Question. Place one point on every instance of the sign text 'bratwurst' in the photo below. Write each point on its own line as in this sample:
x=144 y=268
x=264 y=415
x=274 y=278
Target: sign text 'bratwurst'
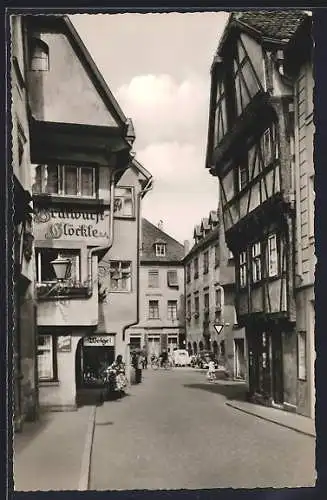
x=65 y=224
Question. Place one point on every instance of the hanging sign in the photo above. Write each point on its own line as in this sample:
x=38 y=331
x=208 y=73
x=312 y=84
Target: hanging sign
x=51 y=224
x=99 y=341
x=64 y=344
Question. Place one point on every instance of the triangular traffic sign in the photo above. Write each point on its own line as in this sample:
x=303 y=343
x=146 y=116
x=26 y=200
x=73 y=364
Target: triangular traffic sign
x=218 y=328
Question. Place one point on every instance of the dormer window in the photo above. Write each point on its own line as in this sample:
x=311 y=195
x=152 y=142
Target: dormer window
x=160 y=249
x=39 y=55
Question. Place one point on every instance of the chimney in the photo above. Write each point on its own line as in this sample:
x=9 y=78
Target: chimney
x=186 y=247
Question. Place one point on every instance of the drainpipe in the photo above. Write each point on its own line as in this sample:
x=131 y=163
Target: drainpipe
x=111 y=231
x=299 y=269
x=147 y=188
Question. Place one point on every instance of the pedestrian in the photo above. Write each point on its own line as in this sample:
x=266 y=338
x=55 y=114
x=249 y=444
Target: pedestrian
x=211 y=373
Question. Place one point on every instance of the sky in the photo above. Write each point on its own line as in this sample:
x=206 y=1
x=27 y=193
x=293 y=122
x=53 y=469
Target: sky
x=158 y=68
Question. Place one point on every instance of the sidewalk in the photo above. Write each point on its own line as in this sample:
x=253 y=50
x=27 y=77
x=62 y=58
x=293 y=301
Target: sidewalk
x=287 y=419
x=54 y=453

[EXERCISE DIRECTIONS]
Reproduce every row above, replacing each occurrence of "Target" with "Object" and changing nothing else. Omit the pictures from your answer.

[TASK RESULT]
Question. Place one point on every instance of the sign text 'bratwurst' in the photo below. Write each point on its own line as in this sample:
x=144 y=268
x=264 y=415
x=274 y=278
Object: sign text 'bratwurst'
x=65 y=224
Question. Place one point on every instance of the hanging sign in the photo above. Write each point on its own line as in this sample:
x=38 y=331
x=208 y=73
x=312 y=84
Object: hanging sign
x=51 y=224
x=99 y=341
x=64 y=344
Question. Place one point on every instance of the triangular traffic sign in the photo above. Write each point on its own line as in this sample:
x=303 y=343
x=146 y=116
x=26 y=200
x=73 y=364
Object: triangular traffic sign
x=218 y=328
Question. Place one point on every instance of the dormer window in the photo above. Write each point on its own line as in this sample:
x=311 y=195
x=152 y=142
Object: dormer window
x=160 y=249
x=39 y=55
Question. Place one point on every instance of the chimney in the photo above. Write each point on its own line as in this sample:
x=9 y=78
Object: chimney
x=186 y=247
Question. Place one point on every instance of the drainpipe in the photo above. Write each point on its own line as in this sample:
x=131 y=163
Object: drainpipe
x=111 y=231
x=299 y=269
x=147 y=188
Question. Place one point on every instance of the pedestrian in the photo above. Write each point on its own line as in this sample:
x=266 y=338
x=55 y=114
x=249 y=444
Object: pedestrian
x=211 y=373
Question. Place one point on every instance of the sky in the photo above. Write each point on its own line as in this sample:
x=206 y=1
x=27 y=193
x=293 y=122
x=53 y=469
Object: sky
x=158 y=68
Question. Place one point on every instance of the sidewalk in the photo above. Write each point on its own line as in this sample:
x=253 y=50
x=27 y=77
x=62 y=58
x=293 y=301
Object: sidewalk
x=287 y=419
x=54 y=453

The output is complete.